Set task.
Reproduce the lines below verbatim, from the first one through the line containing "pixel 581 410", both included. Omit the pictures.

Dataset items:
- - - - - - -

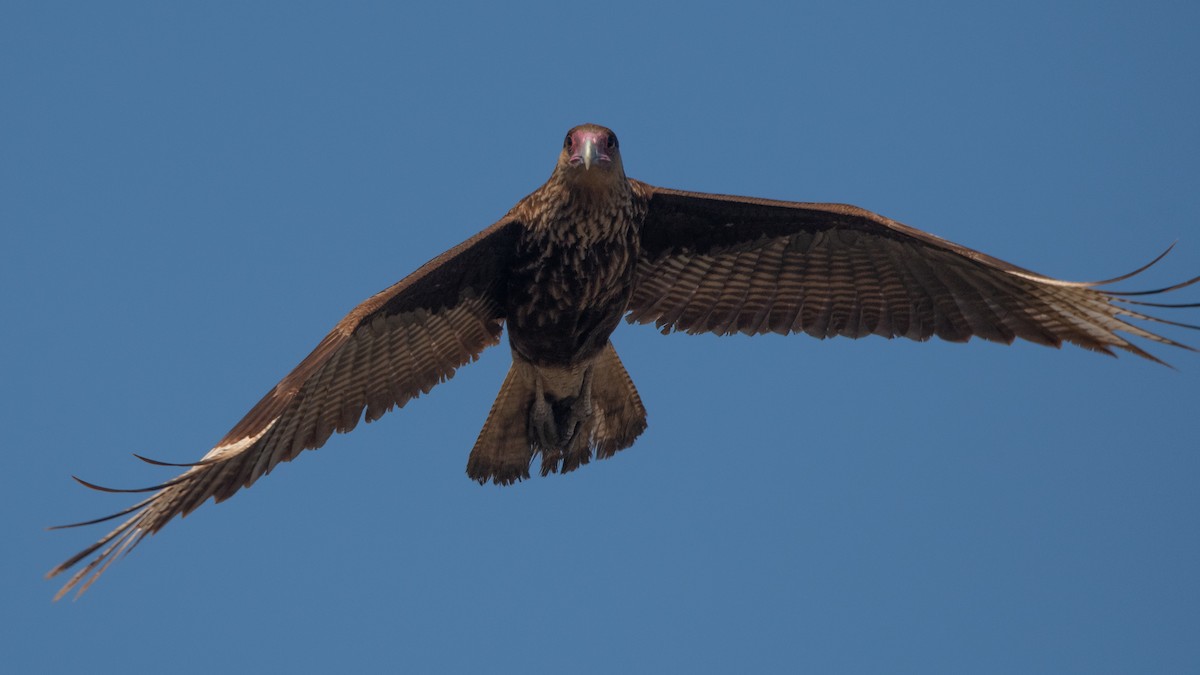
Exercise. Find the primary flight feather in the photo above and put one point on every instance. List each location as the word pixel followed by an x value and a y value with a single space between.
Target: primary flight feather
pixel 565 264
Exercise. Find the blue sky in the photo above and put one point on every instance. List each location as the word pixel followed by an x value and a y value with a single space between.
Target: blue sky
pixel 193 195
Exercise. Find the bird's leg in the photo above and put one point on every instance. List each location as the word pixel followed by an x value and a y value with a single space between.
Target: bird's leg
pixel 543 430
pixel 581 410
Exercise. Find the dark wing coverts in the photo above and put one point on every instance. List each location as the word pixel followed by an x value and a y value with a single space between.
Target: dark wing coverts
pixel 735 264
pixel 390 348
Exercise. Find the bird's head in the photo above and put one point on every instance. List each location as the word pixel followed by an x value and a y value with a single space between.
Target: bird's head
pixel 591 154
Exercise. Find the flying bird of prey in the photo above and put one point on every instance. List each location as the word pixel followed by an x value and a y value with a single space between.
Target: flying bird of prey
pixel 565 264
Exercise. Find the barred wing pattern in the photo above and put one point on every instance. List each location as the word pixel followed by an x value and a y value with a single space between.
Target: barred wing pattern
pixel 724 264
pixel 390 348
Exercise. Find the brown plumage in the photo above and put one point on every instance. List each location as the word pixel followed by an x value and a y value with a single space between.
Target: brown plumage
pixel 562 268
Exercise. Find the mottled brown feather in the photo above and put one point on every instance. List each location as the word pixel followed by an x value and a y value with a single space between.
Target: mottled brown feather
pixel 714 263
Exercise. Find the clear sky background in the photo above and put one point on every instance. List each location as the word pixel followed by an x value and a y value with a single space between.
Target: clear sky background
pixel 191 196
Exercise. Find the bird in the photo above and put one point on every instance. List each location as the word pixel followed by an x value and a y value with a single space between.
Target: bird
pixel 564 266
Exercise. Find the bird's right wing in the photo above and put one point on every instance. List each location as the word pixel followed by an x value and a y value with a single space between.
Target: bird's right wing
pixel 393 347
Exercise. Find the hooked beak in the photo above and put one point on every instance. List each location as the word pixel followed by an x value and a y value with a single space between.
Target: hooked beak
pixel 588 149
pixel 588 153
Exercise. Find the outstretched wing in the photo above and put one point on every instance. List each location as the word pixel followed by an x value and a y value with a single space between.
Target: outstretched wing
pixel 724 264
pixel 390 348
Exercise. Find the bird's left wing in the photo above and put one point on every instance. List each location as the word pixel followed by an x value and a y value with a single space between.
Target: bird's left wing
pixel 714 263
pixel 393 347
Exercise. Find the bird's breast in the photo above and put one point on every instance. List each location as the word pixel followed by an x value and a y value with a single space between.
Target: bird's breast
pixel 570 284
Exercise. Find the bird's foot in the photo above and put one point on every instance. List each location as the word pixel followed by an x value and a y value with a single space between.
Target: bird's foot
pixel 576 444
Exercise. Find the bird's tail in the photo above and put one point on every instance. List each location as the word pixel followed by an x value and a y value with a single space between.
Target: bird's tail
pixel 564 413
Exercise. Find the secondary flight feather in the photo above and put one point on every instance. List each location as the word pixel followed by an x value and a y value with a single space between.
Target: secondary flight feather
pixel 563 267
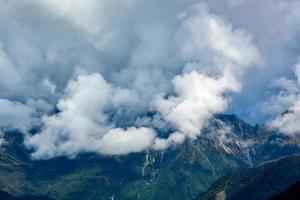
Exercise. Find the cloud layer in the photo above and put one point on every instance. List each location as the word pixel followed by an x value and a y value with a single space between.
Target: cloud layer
pixel 144 77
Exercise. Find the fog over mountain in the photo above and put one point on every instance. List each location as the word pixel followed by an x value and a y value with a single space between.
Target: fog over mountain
pixel 124 76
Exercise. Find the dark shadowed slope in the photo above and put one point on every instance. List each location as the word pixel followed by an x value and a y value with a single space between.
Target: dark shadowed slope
pixel 259 183
pixel 292 193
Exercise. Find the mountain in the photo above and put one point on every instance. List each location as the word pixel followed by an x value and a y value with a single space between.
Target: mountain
pixel 262 182
pixel 226 145
pixel 293 192
pixel 7 196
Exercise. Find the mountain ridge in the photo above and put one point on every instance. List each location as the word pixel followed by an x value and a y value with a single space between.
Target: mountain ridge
pixel 181 172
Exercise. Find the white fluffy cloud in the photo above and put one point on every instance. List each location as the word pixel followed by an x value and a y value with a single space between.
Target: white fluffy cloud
pixel 83 123
pixel 211 54
pixel 15 116
pixel 287 105
pixel 198 98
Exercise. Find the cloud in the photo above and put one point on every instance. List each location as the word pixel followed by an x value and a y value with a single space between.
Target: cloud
pixel 286 105
pixel 83 122
pixel 118 141
pixel 184 75
pixel 198 98
pixel 154 68
pixel 15 116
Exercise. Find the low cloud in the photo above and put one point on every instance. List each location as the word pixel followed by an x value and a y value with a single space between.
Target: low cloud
pixel 286 104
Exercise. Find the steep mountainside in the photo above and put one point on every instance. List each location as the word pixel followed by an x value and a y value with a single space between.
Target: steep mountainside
pixel 182 172
pixel 259 183
pixel 293 192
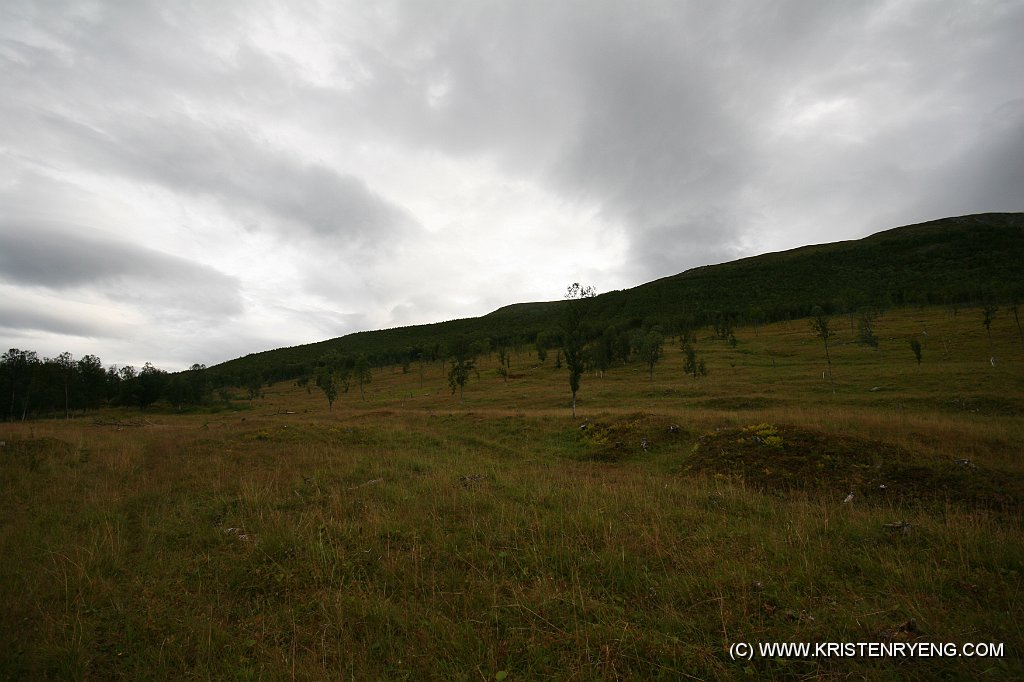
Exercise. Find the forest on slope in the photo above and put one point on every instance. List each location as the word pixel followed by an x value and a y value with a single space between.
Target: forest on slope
pixel 962 260
pixel 969 260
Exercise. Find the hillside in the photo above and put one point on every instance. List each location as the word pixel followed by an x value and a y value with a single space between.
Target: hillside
pixel 967 259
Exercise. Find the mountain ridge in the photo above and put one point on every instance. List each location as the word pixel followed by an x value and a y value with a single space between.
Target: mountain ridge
pixel 957 260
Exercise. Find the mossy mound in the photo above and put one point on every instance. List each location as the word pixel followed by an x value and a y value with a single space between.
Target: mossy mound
pixel 785 458
pixel 619 438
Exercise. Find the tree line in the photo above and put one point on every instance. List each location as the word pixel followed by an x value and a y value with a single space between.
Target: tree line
pixel 62 386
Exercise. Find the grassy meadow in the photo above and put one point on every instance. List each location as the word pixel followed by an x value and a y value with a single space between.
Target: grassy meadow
pixel 411 536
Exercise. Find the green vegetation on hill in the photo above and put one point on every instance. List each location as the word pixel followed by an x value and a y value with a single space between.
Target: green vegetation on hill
pixel 964 260
pixel 413 533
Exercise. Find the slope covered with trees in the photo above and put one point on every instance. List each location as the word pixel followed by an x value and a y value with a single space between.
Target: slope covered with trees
pixel 962 260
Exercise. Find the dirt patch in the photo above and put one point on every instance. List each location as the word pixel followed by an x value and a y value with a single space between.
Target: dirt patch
pixel 785 458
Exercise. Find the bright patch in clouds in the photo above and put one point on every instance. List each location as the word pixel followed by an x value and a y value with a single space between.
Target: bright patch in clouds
pixel 187 183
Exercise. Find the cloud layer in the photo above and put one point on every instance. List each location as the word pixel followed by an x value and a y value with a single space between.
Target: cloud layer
pixel 192 182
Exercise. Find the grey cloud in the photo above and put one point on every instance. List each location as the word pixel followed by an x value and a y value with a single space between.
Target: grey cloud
pixel 60 257
pixel 16 318
pixel 241 171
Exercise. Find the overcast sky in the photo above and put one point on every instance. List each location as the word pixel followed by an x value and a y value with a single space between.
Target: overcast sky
pixel 192 181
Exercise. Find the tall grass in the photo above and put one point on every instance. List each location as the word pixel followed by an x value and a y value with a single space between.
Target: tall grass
pixel 410 537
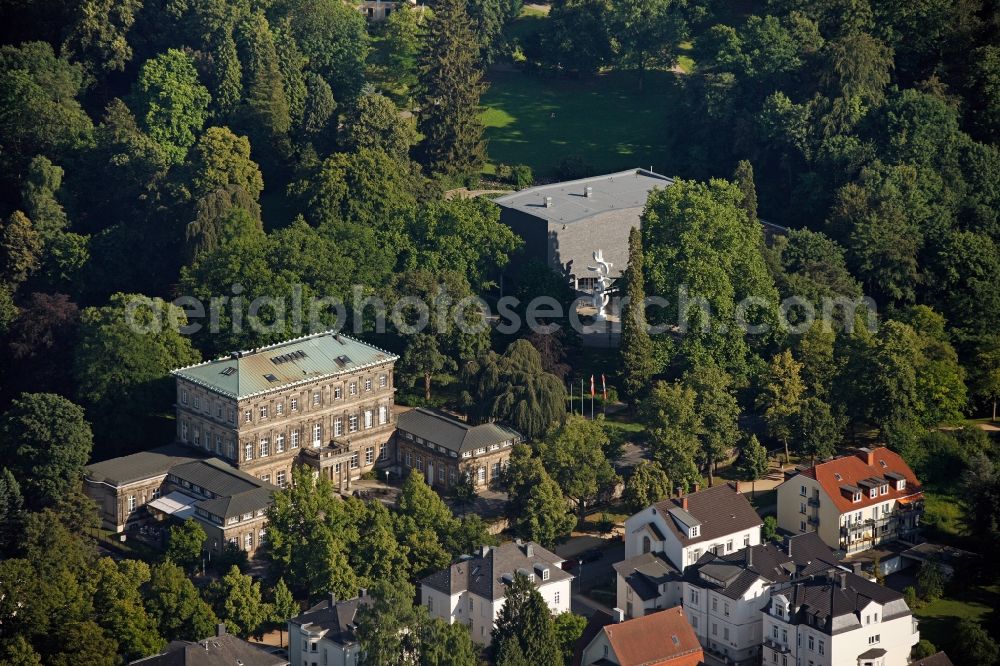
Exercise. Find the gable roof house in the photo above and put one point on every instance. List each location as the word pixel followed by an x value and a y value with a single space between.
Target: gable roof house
pixel 855 502
pixel 472 591
pixel 722 593
pixel 327 632
pixel 223 649
pixel 663 638
pixel 837 618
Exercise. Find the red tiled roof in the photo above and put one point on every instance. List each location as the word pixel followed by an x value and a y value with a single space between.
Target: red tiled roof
pixel 852 469
pixel 650 640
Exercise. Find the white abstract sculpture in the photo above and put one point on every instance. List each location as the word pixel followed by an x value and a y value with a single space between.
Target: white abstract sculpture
pixel 601 297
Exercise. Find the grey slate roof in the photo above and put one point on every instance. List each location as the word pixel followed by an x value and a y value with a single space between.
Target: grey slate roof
pixel 937 659
pixel 236 491
pixel 613 191
pixel 224 650
pixel 335 619
pixel 735 573
pixel 217 477
pixel 141 466
pixel 719 510
pixel 484 573
pixel 832 603
pixel 645 573
pixel 305 359
pixel 452 434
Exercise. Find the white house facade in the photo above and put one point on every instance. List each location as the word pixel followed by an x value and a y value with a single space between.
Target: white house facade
pixel 839 619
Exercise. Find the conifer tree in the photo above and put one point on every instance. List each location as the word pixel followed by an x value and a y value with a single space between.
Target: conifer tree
pixel 525 619
pixel 743 177
pixel 450 84
pixel 266 106
pixel 755 463
pixel 636 346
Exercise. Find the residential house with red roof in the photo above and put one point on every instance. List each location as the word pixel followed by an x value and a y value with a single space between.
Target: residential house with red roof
pixel 854 502
pixel 664 638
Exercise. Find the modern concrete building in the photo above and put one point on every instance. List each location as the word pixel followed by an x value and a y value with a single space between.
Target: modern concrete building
pixel 854 502
pixel 837 619
pixel 663 638
pixel 563 223
pixel 326 633
pixel 447 450
pixel 323 400
pixel 717 519
pixel 472 590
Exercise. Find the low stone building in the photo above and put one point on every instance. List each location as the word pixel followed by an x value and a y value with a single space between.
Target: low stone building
pixel 447 450
pixel 163 484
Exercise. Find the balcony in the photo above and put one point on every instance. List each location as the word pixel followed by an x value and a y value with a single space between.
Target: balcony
pixel 777 646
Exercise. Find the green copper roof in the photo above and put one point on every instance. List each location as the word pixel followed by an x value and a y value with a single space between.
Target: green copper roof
pixel 244 374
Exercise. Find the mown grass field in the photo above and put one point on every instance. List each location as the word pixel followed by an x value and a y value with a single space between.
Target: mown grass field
pixel 605 120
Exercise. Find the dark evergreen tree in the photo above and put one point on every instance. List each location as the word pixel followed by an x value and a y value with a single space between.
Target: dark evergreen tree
pixel 450 86
pixel 638 364
pixel 743 177
pixel 525 620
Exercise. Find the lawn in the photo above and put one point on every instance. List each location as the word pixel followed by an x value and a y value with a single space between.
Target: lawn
pixel 605 120
pixel 939 618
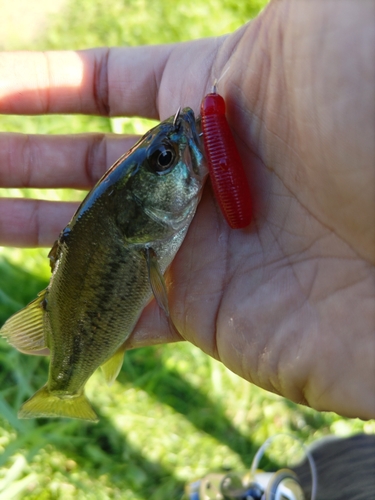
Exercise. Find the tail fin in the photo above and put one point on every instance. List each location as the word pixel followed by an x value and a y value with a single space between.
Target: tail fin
pixel 46 404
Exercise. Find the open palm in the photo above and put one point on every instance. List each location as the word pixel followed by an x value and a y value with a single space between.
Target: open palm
pixel 289 302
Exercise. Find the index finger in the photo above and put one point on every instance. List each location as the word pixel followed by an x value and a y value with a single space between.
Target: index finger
pixel 103 81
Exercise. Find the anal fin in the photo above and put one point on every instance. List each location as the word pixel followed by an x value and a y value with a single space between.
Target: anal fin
pixel 46 404
pixel 25 329
pixel 112 366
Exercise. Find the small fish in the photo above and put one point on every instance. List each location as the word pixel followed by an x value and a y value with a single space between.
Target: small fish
pixel 107 263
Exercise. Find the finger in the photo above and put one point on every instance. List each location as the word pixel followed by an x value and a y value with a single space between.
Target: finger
pixel 32 223
pixel 153 328
pixel 116 81
pixel 73 161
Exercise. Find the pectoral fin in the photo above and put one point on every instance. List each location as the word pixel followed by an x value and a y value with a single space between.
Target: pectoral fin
pixel 112 366
pixel 157 281
pixel 25 329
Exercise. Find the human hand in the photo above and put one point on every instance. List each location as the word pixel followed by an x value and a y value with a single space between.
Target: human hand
pixel 289 302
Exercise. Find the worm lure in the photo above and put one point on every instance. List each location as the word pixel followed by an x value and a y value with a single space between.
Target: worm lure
pixel 224 163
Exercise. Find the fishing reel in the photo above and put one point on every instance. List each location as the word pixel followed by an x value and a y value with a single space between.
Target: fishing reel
pixel 255 484
pixel 281 485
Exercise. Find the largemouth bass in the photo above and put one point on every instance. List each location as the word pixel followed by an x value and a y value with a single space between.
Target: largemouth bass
pixel 107 263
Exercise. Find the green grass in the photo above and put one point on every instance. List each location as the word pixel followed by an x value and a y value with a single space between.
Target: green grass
pixel 174 414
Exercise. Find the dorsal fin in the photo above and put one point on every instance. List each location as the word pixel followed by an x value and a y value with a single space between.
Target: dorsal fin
pixel 25 329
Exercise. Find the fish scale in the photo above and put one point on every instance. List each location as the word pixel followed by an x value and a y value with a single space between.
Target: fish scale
pixel 107 264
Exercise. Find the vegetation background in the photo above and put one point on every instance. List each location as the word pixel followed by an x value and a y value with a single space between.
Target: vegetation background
pixel 174 414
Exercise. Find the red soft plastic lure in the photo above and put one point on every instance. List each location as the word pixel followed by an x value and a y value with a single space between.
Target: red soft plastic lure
pixel 224 163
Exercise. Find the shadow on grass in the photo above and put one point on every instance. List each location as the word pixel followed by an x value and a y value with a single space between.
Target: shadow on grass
pixel 145 370
pixel 17 288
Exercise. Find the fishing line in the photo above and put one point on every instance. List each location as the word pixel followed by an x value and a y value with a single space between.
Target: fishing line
pixel 259 454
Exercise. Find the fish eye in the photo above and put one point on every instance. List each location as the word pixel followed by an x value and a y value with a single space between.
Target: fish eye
pixel 163 159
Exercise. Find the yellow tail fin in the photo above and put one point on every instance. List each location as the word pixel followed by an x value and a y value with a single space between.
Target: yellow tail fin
pixel 46 404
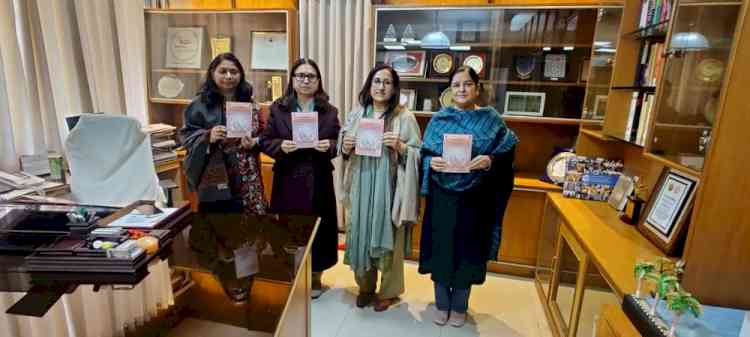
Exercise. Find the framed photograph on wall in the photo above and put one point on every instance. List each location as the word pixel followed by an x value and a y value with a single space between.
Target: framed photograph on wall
pixel 667 212
pixel 524 103
pixel 408 98
pixel 407 63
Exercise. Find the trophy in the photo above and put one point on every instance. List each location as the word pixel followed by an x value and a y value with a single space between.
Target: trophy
pixel 390 34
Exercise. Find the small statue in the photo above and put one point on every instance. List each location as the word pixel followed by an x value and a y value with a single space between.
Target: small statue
pixel 703 141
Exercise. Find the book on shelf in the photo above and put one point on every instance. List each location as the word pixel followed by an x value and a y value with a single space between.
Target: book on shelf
pixel 651 64
pixel 654 12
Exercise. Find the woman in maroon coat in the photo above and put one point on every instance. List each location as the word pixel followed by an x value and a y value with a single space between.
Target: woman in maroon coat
pixel 303 178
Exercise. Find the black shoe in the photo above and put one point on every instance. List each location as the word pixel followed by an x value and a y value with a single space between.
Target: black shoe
pixel 364 299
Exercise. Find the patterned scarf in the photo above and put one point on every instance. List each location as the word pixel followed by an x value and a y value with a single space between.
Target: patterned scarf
pixel 490 137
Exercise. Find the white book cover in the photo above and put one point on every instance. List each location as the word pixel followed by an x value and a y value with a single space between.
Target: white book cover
pixel 239 119
pixel 457 152
pixel 305 129
pixel 184 47
pixel 745 331
pixel 370 137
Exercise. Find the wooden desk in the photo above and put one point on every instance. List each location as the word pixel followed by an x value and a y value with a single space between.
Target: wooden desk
pixel 603 247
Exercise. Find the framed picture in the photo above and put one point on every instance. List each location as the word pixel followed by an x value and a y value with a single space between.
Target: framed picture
pixel 583 76
pixel 407 63
pixel 468 31
pixel 408 98
pixel 600 107
pixel 524 103
pixel 667 212
pixel 270 51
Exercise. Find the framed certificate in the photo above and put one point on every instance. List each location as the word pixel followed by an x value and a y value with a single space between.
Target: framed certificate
pixel 270 51
pixel 408 98
pixel 184 47
pixel 668 209
pixel 407 63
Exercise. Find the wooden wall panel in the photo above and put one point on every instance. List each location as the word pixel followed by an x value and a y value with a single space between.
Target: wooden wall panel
pixel 719 236
pixel 521 225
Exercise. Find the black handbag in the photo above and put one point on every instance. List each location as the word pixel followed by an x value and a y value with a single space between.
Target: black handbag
pixel 214 182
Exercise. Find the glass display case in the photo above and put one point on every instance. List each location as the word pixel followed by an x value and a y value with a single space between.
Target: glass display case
pixel 181 45
pixel 699 51
pixel 532 62
pixel 601 64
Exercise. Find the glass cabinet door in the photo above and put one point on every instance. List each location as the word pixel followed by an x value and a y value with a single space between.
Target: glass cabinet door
pixel 601 63
pixel 698 55
pixel 531 62
pixel 569 274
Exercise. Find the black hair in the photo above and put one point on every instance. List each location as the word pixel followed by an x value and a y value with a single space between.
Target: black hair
pixel 365 98
pixel 472 73
pixel 209 91
pixel 290 96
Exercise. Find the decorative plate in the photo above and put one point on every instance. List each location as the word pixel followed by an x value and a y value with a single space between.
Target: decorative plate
pixel 442 63
pixel 557 166
pixel 170 86
pixel 475 62
pixel 446 98
pixel 710 70
pixel 404 63
pixel 524 66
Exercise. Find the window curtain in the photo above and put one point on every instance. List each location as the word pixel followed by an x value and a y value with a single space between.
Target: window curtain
pixel 336 34
pixel 65 57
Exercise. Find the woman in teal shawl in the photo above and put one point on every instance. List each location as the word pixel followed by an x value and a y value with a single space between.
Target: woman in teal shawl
pixel 463 209
pixel 380 193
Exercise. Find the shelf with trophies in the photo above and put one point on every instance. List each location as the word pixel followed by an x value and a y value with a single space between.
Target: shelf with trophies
pixel 533 63
pixel 535 68
pixel 182 44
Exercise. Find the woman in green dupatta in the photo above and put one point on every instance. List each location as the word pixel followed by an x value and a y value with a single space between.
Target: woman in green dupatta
pixel 380 192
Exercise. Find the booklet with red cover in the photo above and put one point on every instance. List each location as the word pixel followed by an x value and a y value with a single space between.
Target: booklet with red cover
pixel 305 129
pixel 370 137
pixel 457 152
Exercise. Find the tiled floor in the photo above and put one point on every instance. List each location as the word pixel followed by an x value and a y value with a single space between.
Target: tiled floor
pixel 503 306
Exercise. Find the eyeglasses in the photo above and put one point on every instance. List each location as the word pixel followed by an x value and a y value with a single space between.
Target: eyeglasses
pixel 467 84
pixel 302 76
pixel 377 82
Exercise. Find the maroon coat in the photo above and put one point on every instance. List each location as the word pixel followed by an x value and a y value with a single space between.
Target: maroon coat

- - - - - - -

Written solution.
Exercise. Find the primary flight feather in the photo above and put one point on every instance. List each location as the word pixel followed by an x value and a y value with a single space between.
Target: primary flight feather
pixel 565 264
Exercise. Find the blue sky in the photo above and put one point on every instance. List each location as the word pixel followed by an x value and a y value with a single space between.
Target: blue sky
pixel 193 195
Exercise. Find the bird's leg in the photo above and put one point on every instance. List each location as the word pixel followed by an x value and a y value with a single space between.
Target: bird's leg
pixel 543 430
pixel 581 410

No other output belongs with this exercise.